## STATED GOAL 1
Using the biography of Shalabh Bhatnagar, explain the steps in his career between his graduate studies and his appointment as an Assistant Professor at IISc. Answer in one to three sentences.
## STATED GOAL 2
Print the part of the Bhatnagar biography starting with "- Scientific career" and going on through "and communication networks.".
## STATED GOAL 3
Carry on the biography of Shalabh Bhatnagar from where it stops.

-- start of READING TEXT --

- Born: 1968 (age 57–58) India
- Education: University of Delhi; Indian Institute of Science;
- Known for: Actor-critic algorithm, Stochastic Approximation
- Awards: J.C.Bose National Fellow (2020), IEEE Fellow (2025)
- Scientific career
- Fields: Computer Science, Reinforcement Learning, Stochastic Approximation, Optimization
- Workplaces: Indian Institute of Science
- Website: csa.iisc.ac.in/~shalabh/index.html

= Shalabh Bhatnagar =

Indian professor and computer scientist

Shalabh Bhatnagar (born 1968) is an Indian professor of Computer Science and Automation at the Indian Institute of Science (IISc), Bangalore. He is the convenor of the Stochastic Systems Laboratory and an associate faculty member at the Robert Bosch Centre for Cyber‑Physical Systems at IISc. His research spans stochastic approximation, reinforcement learning, and simulation optimization, with applications in vehicular traffic control, smart grids, and communication networks.

==Education and career==
Born in 1968, Bhatnagar earned his the Bachelors degree (Hons.) in physics from the University of Delhi, Delhi, India, in 1988. Masters and Ph.D. from the Indian Institute of Science in 1992 and 1998 respectively. He held postdoctoral positions at the Institute for Systems Research, University of Maryland, College Park, USA, during 1997 to 2000 and at the Vrije Universiteit, Amsterdam, Netherlands, during 2000-2001. He was subsequently a Visiting Faculty Member at IIT Delhi before joining IISc as an Assistant Professor in December 2001. Since 2011, Bhatnagar has served as Professor in the Department of Computer Science and Automation at IISc Bangalore.

-- end of READING TEXT --
-- start of RECORD EXTRACTS --

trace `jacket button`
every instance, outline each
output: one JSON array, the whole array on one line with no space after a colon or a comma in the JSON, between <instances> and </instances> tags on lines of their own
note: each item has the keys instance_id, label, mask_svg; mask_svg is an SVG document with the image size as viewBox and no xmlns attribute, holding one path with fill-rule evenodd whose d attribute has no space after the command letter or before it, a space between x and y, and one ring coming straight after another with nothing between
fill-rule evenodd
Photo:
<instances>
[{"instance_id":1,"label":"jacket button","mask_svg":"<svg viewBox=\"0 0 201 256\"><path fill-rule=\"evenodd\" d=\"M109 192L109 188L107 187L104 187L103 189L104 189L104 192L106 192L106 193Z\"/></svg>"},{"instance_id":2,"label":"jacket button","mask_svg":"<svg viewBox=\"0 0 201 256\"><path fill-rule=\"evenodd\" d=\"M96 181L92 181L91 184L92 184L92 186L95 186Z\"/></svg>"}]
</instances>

-- end of RECORD EXTRACTS --

## REPLY 1
He held postdoctoral positions at the Institute for Systems Research, University of Maryland, College Park, from 1997 to 2000, and at the Vrije Universiteit, Amsterdam, during 2000-2001. He then served as a Visiting Faculty Member at IIT Delhi before joining IISc as an Assistant Professor in December 2001.

## REPLY 2
- Scientific career
- Fields: Computer Science, Reinforcement Learning, Stochastic Approximation, Optimization
- Workplaces: Indian Institute of Science
- Website: csa.iisc.ac.in/~shalabh/index.html

= Shalabh Bhatnagar =

Indian professor and computer scientist

Shalabh Bhatnagar (born 1968) is an Indian professor of Computer Science and Automation at the Indian Institute of Science (IISc), Bangalore. He is the convenor of the Stochastic Systems Laboratory and an associate faculty member at the Robert Bosch Centre for Cyber‑Physical Systems at IISc. His research spans stochastic approximation, reinforcement learning, and simulation optimization, with applications in vehicular traffic control, smart grids, and communication networks.

## REPLY 3
==Research contributions==
He leads the Stochastic Systems Laboratory, where his group develops reinforcement learning algorithms-particularly actor-critic and simulation‑based optimization methods-for complex stochastic systems. His group has applied these methods to vehicular traffic signal control and wireless network optimization.

Currently, he is serving as an Associate Editors at IEEE Control Systems Letters′ and Systems and Control Letters.

==Awards and honours==
- Fellow, IEEE for contributions to stochastic recursive algorithms for optimization, control, and reinforcement learning (2025)
- Fellow, Asia-Pacific Artificial Intelligence Association (2023)
- J.C.Bose National Fellow (2020)
- Fellow, Indian National Science Academy (2018)
- Fellow, Indian National Academy of Engineering (2013)

==Selected Bibliography==
===Articles===
- Bhatnagar, Shalabh (2009). "Natural actor–critic algorithms"
- La, Prashanth (2011). "Reinforcement Learning With Function Approximation for Traffic Signal Control"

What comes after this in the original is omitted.